What is being asked ▸ Omitting the pictures, print every line below exactly as it stands.

Record extracts ▸

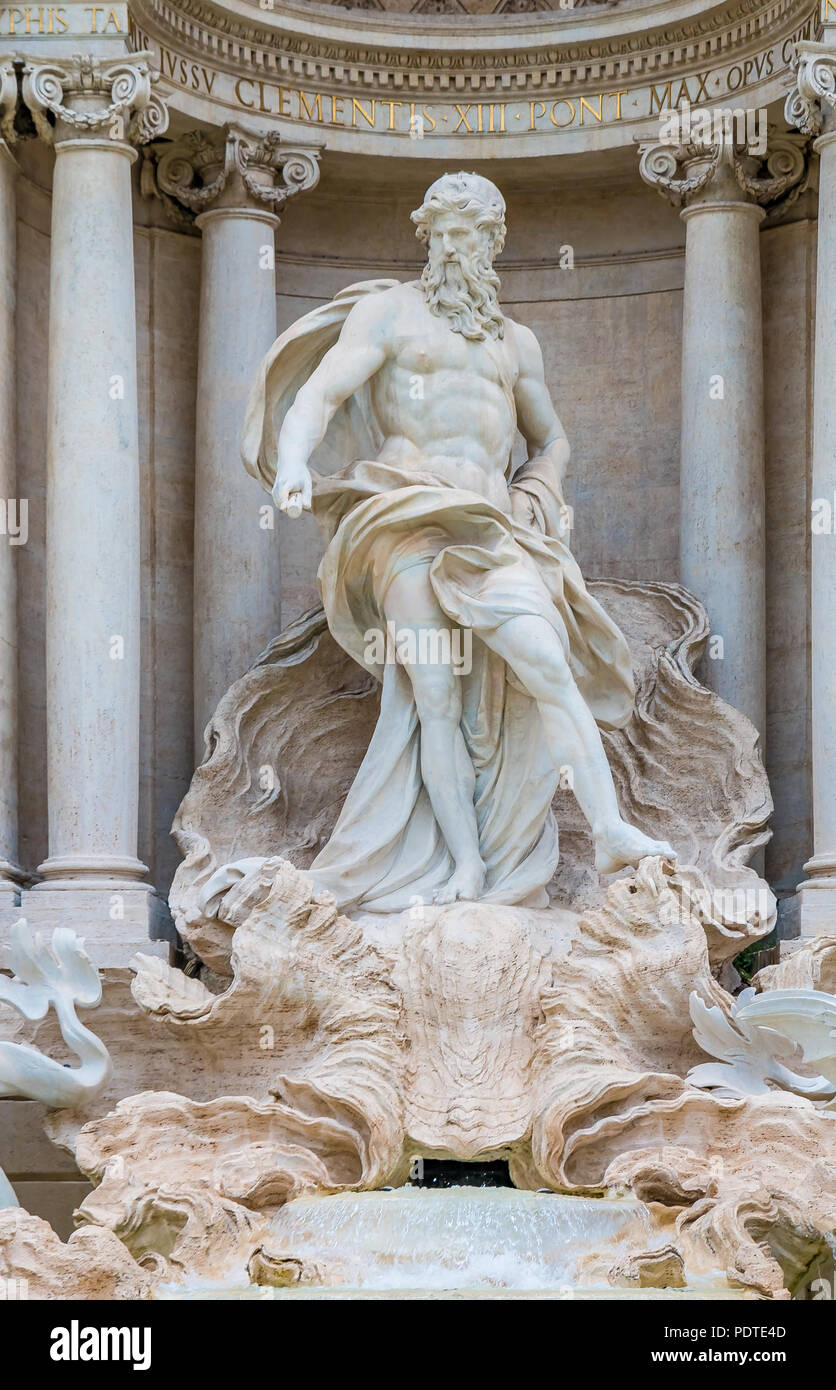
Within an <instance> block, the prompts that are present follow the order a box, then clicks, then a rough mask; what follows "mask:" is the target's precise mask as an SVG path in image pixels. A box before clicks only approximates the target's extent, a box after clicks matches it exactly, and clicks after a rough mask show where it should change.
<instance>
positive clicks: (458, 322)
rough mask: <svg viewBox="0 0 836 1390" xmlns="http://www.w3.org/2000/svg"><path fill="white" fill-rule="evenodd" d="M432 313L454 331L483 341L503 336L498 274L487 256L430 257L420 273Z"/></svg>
mask: <svg viewBox="0 0 836 1390" xmlns="http://www.w3.org/2000/svg"><path fill="white" fill-rule="evenodd" d="M421 286H423V291H424V297H426V300H427V304H428V309H430V313H433V314H440V316H441V314H442V316H444V317H445V318H447V320H448V322H449V327H451V328H452V331H453V332H455V334H462V338H470V339H474V341H477V342H481V341H483V339H484V338H487V336H488V334H490V335H491V338H502V334H504V322H502V311H501V309H499V277H498V275H497V271H495V270H494V268H492V265H491V263H490V260H488V257H487V256H484V254H483V256H462V254H459V256H456V257H455V259H452V260H447V261H441V260H438V259H434V257H430V260H428V261H427V264H426V265H424V272H423V275H421Z"/></svg>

Problem solution ▸
Within an <instance> block, the prompts that are present follow the order a box, then clicks, then a rough mask; what follows "mask:" is the target's precise mask as an SVG path in image pixels. A box before clicks only approximates the target's extent, a box after clicks matches it exactly, and clicks after a rough mask show where it should change.
<instance>
positive clicks: (458, 322)
rough mask: <svg viewBox="0 0 836 1390" xmlns="http://www.w3.org/2000/svg"><path fill="white" fill-rule="evenodd" d="M432 313L454 331L483 341L503 336L498 274L487 256L430 257L420 273Z"/></svg>
mask: <svg viewBox="0 0 836 1390" xmlns="http://www.w3.org/2000/svg"><path fill="white" fill-rule="evenodd" d="M421 286H423V291H424V297H426V300H427V304H428V309H430V313H433V314H440V316H441V314H442V316H444V317H445V318H447V320H448V322H449V327H451V328H452V331H453V332H455V334H462V338H470V339H474V341H477V342H481V341H483V339H484V338H487V336H488V334H490V335H491V338H502V334H504V322H502V311H501V309H499V277H498V275H497V271H495V270H494V268H492V265H491V263H490V260H488V257H487V256H484V254H483V256H462V254H459V256H456V257H455V259H452V260H447V261H441V260H438V259H434V257H430V260H428V261H427V264H426V265H424V272H423V275H421Z"/></svg>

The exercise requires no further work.